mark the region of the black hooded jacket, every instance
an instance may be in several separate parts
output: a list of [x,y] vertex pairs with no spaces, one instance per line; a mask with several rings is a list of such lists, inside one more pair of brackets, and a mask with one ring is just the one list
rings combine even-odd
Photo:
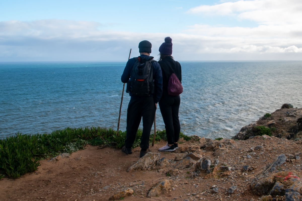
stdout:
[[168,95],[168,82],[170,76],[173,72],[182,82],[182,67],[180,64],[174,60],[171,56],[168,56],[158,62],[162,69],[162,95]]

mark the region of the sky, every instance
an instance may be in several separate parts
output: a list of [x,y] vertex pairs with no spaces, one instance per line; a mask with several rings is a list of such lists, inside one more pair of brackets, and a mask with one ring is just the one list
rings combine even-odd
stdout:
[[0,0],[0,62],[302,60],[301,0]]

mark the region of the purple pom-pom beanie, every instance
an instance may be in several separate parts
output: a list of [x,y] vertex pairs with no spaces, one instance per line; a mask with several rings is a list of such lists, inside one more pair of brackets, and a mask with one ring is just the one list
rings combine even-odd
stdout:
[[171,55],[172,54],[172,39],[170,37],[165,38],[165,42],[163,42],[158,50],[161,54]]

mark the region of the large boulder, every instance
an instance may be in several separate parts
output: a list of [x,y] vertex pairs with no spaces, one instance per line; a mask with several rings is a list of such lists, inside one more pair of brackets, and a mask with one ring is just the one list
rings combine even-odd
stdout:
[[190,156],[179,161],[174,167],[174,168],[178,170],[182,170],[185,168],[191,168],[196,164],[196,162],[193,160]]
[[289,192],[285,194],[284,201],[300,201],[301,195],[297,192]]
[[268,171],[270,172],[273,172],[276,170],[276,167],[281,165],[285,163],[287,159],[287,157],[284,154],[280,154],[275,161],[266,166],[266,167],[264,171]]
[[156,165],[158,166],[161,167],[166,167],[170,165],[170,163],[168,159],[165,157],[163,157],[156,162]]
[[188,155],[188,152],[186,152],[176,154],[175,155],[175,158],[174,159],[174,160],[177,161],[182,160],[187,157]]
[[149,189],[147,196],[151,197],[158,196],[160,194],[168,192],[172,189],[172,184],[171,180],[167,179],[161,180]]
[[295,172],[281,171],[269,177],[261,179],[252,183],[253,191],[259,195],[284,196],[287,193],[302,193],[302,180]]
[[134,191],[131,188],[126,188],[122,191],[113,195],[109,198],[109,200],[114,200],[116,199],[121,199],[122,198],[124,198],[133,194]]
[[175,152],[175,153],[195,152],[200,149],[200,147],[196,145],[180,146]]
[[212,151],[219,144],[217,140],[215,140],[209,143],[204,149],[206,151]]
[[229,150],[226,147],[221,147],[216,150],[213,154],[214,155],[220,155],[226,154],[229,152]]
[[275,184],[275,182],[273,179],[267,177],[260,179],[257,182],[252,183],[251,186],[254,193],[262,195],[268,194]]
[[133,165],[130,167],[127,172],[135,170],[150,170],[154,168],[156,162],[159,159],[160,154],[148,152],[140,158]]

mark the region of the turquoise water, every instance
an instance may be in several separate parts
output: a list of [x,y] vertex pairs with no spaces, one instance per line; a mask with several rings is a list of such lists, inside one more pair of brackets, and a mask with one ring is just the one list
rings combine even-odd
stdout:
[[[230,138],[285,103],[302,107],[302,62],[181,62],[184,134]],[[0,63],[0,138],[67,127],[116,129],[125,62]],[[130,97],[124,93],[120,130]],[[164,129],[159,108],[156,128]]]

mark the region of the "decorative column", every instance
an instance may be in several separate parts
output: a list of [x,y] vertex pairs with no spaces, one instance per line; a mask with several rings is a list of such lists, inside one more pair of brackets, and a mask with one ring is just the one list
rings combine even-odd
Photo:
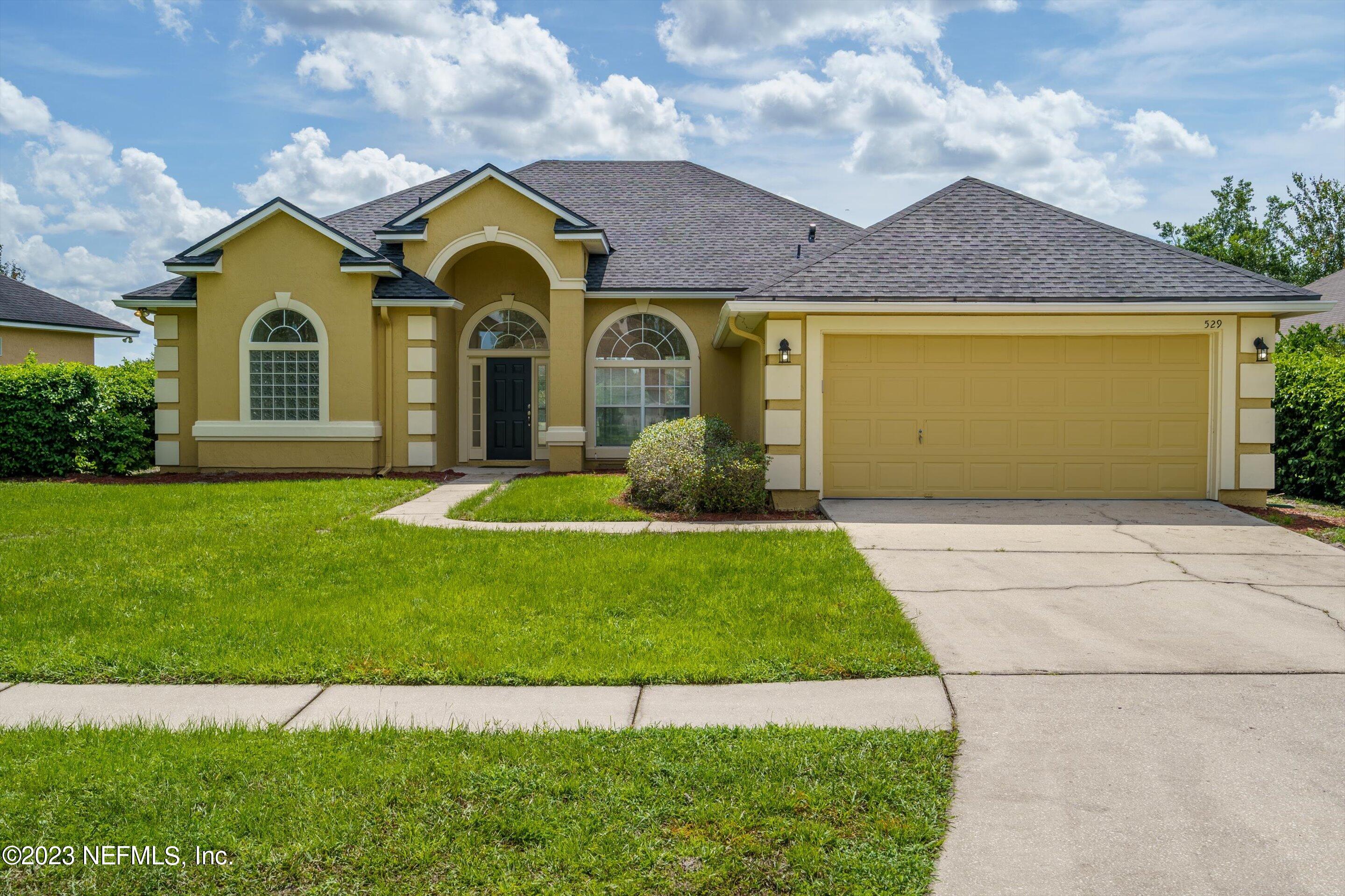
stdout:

| Required task |
Print all of the rows above again, word for word, leaving out the pictures.

| Solution below |
mark the region of the black hooded jacket, every instance
an instance may be in several separate parts
output: a list of [x,y] vertex pairs with no spaces, one instance per line; a mask with several rings is a list of such lists, inside one more pair of brackets, and a mask with one ring is just the one list
rings combine even-odd
Photo:
stdout:
[[168,95],[168,82],[170,76],[173,72],[182,82],[182,67],[180,64],[174,60],[171,56],[168,56],[158,62],[162,69],[162,95]]

mark the region of the sky, every instance
an instance may be in several separate parts
output: a list of [x,y] vertex pairs with no spaces, one instance per line; a mask with several rings is a list of such lists, inside one more pair of brackets, and a mask with one ring is just the one list
rings combine even-odd
stdout:
[[0,0],[0,62],[302,60],[301,0]]

mark the region of the purple pom-pom beanie, every instance
an instance may be in several separate parts
output: a list of [x,y] vertex pairs with no spaces, one instance per line; a mask with several rings is a list of such lists, inside one more pair of brackets, and a mask with one ring is just the one list
rings combine even-odd
stdout:
[[171,55],[172,54],[172,39],[170,37],[165,38],[165,42],[163,42],[158,50],[161,54]]

mark the region of the large boulder, every instance
an instance may be in several separate parts
output: a list of [x,y] vertex pairs with no spaces, one instance per line; a mask with several rings is a list of such lists, inside one more pair of brackets, and a mask with one ring is just the one list
rings combine even-odd
stdout:
[[190,156],[179,161],[174,167],[174,168],[178,170],[182,170],[185,168],[191,168],[196,164],[196,162],[193,160]]
[[289,192],[285,194],[284,201],[300,201],[301,195],[297,192]]
[[268,171],[270,172],[273,172],[276,170],[276,167],[281,165],[285,163],[287,159],[287,157],[284,154],[280,154],[275,161],[266,166],[266,167],[264,171]]
[[156,165],[158,166],[161,167],[166,167],[170,165],[170,163],[168,159],[165,157],[163,157],[156,162]]
[[188,155],[188,152],[186,152],[176,154],[175,155],[175,158],[174,159],[174,160],[177,161],[182,160],[187,157]]
[[149,189],[147,196],[151,197],[158,196],[160,194],[168,192],[172,189],[172,184],[171,180],[167,179],[161,180]]
[[295,172],[281,171],[269,177],[261,179],[252,183],[253,191],[259,195],[284,196],[287,193],[302,193],[302,180]]
[[134,191],[131,188],[126,188],[122,191],[113,195],[109,198],[109,200],[114,200],[116,199],[121,199],[122,198],[124,198],[133,194]]
[[175,152],[175,153],[195,152],[200,149],[200,147],[196,145],[180,146]]
[[212,151],[219,144],[217,140],[215,140],[209,143],[204,149],[206,151]]
[[229,150],[226,147],[221,147],[216,150],[213,154],[214,155],[220,155],[226,154],[229,152]]
[[275,184],[275,182],[273,179],[267,177],[260,179],[257,182],[252,183],[251,186],[254,193],[262,195],[268,194]]
[[133,165],[130,167],[127,172],[135,170],[150,170],[154,168],[156,162],[159,159],[160,154],[148,152],[140,158]]

mark the region of the turquoise water, every instance
an instance may be in several separate parts
output: a list of [x,y] vertex pairs with no spaces, one instance per line; a mask with several rings is a list of such lists, inside one more pair of brackets, and a mask with one ring is just the one list
rings combine even-odd
stdout:
[[[230,138],[285,103],[302,107],[302,62],[181,62],[184,134]],[[0,63],[0,138],[67,127],[116,129],[125,62]],[[130,97],[124,93],[120,130]],[[164,129],[159,108],[156,128]]]

mark the region of the "decorative column", every instance
an instance may be in several separate parts
output: a list of [x,y] vertex pairs with no spaces, one instance per line; a mask with several rings is a list of such lists, inside one more pair of brackets, and a mask with one ring is just the one list
rings combine even-odd
Photo:
stdout:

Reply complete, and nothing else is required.